[Records from a dataset]

==========

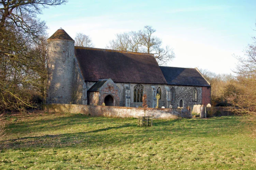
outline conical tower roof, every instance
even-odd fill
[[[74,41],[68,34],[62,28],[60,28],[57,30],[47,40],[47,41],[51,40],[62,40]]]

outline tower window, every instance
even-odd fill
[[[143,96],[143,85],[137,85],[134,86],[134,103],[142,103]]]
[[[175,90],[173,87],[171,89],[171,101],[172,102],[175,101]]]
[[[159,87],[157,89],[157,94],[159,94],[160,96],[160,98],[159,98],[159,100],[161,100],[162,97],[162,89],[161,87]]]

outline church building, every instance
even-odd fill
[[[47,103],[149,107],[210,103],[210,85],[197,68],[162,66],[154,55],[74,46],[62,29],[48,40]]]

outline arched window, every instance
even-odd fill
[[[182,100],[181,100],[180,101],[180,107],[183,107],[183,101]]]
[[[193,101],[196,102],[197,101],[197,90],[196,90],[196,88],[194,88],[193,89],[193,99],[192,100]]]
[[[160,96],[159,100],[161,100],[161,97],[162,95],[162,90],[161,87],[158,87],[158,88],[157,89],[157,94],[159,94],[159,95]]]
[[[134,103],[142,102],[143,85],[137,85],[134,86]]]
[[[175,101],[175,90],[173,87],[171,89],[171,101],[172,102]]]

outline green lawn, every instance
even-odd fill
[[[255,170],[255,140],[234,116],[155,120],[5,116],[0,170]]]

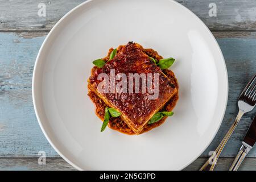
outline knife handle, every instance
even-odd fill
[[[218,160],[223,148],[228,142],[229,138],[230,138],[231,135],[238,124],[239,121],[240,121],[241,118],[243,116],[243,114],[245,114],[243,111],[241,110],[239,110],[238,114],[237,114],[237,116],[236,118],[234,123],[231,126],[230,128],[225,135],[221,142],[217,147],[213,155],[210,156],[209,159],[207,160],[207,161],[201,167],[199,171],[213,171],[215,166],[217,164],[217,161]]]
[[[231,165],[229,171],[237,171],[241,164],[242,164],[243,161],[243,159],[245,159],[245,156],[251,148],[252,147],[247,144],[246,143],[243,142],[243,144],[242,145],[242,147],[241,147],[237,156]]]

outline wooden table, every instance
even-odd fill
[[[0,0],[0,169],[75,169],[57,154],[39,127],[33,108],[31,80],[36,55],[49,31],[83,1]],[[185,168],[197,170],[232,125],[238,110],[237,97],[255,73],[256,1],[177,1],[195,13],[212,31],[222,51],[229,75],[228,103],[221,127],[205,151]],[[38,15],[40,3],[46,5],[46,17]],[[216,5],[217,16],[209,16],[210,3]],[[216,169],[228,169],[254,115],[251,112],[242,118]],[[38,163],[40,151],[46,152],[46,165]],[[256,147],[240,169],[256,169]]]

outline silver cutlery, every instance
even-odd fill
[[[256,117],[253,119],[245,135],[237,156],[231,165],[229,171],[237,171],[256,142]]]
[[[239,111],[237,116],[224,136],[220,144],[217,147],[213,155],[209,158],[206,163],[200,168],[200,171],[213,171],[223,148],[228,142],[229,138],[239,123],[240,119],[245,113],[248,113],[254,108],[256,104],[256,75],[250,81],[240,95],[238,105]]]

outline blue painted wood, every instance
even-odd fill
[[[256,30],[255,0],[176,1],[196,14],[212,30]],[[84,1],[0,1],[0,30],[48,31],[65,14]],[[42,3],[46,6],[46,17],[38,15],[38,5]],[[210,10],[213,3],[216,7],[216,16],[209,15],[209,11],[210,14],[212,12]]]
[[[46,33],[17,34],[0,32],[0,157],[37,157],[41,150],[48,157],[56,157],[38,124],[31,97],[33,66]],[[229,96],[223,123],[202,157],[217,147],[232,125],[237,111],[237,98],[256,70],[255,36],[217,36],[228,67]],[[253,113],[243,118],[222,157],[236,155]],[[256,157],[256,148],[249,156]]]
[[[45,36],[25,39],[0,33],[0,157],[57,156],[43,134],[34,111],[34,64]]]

==========

#### Written exercise:
Show every line of the items above that contains the word "window", copying each line in full.

#### Answer to the task:
outline tower window, every instance
outline arched window, every instance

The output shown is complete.